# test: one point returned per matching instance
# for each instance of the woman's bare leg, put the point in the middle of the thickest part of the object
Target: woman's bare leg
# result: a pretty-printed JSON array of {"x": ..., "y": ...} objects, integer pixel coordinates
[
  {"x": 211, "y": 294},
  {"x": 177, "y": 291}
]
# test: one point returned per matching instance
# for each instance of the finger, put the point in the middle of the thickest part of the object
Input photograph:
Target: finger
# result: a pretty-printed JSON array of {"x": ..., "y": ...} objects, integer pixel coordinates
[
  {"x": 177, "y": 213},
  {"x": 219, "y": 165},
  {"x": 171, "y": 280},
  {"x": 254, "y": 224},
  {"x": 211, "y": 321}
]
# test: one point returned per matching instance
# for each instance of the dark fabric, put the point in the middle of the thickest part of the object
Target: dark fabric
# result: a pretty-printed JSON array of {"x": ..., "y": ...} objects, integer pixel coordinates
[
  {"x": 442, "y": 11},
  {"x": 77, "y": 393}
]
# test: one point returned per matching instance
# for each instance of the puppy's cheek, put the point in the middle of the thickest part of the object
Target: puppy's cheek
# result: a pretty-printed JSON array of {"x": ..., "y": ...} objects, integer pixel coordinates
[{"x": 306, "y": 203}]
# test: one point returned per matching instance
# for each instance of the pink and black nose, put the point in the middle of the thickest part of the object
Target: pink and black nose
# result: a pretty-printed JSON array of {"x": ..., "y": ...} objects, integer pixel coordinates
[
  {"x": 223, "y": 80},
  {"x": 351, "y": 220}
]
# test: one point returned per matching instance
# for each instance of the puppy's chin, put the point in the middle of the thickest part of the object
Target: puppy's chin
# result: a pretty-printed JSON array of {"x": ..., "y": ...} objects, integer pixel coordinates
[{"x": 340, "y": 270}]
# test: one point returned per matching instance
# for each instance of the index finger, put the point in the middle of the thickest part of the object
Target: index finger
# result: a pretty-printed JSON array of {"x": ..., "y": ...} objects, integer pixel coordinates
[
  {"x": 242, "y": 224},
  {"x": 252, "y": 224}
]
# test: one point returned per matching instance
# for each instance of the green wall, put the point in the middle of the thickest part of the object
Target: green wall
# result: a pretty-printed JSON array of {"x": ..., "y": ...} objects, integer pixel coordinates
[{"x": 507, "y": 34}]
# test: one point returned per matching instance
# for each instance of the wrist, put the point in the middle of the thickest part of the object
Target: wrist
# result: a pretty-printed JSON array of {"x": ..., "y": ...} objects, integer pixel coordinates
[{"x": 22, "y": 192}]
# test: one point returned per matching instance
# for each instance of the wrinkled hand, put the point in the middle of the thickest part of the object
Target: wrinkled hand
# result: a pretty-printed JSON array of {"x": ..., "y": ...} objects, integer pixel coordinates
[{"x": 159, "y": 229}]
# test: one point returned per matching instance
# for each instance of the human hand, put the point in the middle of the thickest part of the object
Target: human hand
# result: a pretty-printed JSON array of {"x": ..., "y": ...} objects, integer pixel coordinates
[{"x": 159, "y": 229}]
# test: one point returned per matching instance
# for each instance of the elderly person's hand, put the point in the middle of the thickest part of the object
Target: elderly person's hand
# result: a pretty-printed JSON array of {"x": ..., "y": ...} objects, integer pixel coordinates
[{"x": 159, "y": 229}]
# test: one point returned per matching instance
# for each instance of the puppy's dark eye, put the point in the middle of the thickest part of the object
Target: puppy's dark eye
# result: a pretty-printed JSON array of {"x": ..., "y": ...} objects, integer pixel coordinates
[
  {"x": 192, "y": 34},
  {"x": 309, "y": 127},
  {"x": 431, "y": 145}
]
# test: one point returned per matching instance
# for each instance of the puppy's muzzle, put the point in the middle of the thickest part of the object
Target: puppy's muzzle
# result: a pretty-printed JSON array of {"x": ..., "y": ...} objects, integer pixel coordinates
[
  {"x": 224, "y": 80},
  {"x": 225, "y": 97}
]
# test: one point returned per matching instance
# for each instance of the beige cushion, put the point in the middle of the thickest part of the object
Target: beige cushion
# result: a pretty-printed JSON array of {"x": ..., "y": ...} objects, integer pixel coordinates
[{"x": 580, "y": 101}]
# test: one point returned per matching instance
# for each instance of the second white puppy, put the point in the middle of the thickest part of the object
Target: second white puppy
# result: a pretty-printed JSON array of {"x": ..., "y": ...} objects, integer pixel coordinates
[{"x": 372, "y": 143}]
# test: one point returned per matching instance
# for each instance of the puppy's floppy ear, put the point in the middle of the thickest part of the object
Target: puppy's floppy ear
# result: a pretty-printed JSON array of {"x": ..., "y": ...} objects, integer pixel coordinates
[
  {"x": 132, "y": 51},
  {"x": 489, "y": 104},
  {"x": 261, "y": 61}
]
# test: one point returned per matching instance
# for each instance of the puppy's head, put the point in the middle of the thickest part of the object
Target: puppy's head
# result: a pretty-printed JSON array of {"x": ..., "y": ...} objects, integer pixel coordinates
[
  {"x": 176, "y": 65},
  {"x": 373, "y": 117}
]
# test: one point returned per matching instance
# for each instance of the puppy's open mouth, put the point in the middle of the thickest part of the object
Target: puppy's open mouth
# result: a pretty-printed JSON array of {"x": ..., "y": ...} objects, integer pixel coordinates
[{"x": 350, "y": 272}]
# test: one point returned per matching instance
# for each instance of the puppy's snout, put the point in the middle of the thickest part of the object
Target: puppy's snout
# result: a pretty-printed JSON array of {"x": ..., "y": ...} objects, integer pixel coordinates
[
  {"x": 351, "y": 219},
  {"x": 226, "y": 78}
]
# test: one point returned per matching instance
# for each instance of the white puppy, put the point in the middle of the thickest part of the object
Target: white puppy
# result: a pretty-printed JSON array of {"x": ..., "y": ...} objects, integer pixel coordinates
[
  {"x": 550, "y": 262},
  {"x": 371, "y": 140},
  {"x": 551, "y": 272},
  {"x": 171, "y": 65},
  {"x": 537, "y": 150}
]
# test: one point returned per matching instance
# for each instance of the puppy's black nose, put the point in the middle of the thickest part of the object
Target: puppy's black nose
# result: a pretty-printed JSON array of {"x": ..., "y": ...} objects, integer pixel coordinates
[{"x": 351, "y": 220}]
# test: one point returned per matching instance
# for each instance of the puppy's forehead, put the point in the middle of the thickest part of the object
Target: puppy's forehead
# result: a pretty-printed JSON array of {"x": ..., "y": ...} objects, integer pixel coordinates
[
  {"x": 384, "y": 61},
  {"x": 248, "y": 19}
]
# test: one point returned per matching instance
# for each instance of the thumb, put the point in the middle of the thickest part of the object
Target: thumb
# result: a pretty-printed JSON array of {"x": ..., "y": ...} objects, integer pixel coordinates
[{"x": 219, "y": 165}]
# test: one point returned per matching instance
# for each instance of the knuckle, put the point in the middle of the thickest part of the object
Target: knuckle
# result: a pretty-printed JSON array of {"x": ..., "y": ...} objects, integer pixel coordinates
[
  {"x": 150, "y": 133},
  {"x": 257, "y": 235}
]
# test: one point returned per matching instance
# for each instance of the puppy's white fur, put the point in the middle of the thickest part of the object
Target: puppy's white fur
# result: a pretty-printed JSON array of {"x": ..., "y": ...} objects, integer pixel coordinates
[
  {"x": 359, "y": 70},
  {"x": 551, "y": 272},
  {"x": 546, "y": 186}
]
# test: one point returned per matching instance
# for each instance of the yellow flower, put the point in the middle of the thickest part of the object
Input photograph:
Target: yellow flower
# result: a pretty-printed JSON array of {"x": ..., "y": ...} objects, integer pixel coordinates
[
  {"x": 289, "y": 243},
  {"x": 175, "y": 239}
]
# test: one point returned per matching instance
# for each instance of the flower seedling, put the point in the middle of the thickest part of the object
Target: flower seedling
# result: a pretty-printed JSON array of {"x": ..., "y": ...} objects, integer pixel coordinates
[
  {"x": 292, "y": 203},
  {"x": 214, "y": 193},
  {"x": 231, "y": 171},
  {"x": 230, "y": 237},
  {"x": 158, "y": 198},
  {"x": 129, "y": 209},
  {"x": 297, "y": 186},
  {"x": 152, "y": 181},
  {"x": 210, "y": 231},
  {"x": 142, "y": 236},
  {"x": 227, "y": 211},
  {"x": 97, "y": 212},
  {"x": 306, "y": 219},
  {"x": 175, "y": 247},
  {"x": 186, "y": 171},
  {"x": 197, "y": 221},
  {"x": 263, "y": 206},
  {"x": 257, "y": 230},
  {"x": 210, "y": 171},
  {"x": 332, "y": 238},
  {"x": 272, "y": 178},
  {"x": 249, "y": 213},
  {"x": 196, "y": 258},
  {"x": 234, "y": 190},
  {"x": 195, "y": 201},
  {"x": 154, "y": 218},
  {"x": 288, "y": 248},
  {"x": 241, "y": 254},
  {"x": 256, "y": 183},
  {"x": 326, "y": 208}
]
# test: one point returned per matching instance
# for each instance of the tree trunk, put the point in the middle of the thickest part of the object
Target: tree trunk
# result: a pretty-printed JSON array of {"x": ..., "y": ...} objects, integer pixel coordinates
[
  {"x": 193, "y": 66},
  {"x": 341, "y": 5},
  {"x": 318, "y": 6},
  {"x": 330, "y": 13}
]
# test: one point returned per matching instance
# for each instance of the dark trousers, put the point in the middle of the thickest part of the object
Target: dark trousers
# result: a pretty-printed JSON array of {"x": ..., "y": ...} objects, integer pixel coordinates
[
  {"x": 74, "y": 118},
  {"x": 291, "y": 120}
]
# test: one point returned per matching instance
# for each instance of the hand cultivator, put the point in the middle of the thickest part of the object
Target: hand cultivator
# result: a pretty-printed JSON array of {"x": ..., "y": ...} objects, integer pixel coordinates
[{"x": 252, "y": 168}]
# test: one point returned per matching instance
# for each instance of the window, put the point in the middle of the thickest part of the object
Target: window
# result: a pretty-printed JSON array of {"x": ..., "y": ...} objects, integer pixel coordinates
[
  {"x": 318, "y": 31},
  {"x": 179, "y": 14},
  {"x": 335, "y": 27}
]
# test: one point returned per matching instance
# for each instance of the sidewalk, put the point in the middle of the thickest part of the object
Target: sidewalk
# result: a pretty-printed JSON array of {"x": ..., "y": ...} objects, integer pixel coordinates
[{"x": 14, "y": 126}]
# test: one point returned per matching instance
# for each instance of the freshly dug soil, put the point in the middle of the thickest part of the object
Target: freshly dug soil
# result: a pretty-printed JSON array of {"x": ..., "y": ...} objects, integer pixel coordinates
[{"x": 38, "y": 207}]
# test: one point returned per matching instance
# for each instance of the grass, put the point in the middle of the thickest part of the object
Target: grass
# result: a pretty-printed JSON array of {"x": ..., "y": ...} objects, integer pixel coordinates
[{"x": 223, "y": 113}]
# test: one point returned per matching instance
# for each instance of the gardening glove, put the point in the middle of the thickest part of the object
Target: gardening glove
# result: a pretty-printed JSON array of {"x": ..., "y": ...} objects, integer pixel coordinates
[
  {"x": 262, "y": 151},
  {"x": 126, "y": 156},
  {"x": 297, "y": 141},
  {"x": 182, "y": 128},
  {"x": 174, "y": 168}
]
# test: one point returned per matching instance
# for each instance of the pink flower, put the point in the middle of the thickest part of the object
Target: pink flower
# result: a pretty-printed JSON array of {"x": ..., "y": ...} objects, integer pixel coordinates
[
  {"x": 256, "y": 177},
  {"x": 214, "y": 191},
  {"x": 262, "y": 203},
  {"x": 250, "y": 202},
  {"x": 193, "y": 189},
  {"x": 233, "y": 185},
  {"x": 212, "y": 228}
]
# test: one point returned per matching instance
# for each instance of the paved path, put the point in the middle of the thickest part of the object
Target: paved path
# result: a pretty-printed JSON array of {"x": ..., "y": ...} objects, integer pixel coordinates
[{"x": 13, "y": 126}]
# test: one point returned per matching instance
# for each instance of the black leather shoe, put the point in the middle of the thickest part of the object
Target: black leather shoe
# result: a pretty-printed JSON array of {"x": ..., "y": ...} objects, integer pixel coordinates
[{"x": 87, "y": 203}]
________
* _WHAT TO WORK ON_
Starting with the line that holds "# for each instance of the puppy's black" and ending with the line that holds "Target: flower seedling", retype every line in the data above exactly, and nothing else.

* _SOLUTION_
# for each instance of the puppy's black nose, put the point in the middle of the thickest part of the object
Target: puppy's black nose
# result: a pretty-printed JSON array of {"x": ..., "y": ...} objects, integer pixel coordinates
[{"x": 351, "y": 220}]
# test: one point returned per matching instance
# for each instance of the puppy's forehead, put the point in the middle of the thickest part of the object
Target: puppy's forehead
# result: a pretty-printed JSON array of {"x": ..., "y": ...} objects, integer pixel coordinates
[
  {"x": 384, "y": 61},
  {"x": 248, "y": 19}
]
# test: one point returned per matching instance
# for each instance of the thumb, put the point in the middle of the thickest part of the object
Target: thumb
# result: a pretty-printed JSON array of {"x": ..., "y": ...} objects, integer pixel coordinates
[{"x": 219, "y": 165}]
# test: one point returned per matching instance
# for each instance of the knuckle, put the point in the middle of the thickest part of the object
Target: knuckle
# result: a pretty-printed JSON array of {"x": ..., "y": ...} objects, integer pixel coordinates
[
  {"x": 150, "y": 133},
  {"x": 257, "y": 235}
]
# test: one point returned per matching instance
# for each instance of the puppy's white fur, put the point in the middle of the thickest part of the object
Target: puppy's white fur
# result: a pretty-printed JSON array of {"x": ..., "y": ...} objects, integer pixel coordinates
[
  {"x": 359, "y": 70},
  {"x": 551, "y": 272},
  {"x": 546, "y": 186}
]
# test: one point returned per matching instance
# for each instance of the yellow flower, put the point in the middle of the thickest part of the object
Input photograph:
Target: yellow flower
# result: a pretty-printed JSON array of {"x": ..., "y": ...} objects, integer pixel coordinates
[
  {"x": 289, "y": 243},
  {"x": 175, "y": 239}
]
# test: one point returned per matching instance
# for each instance of the flower seedling, put the point in the middle of the thickest part of the object
Target: flower seedling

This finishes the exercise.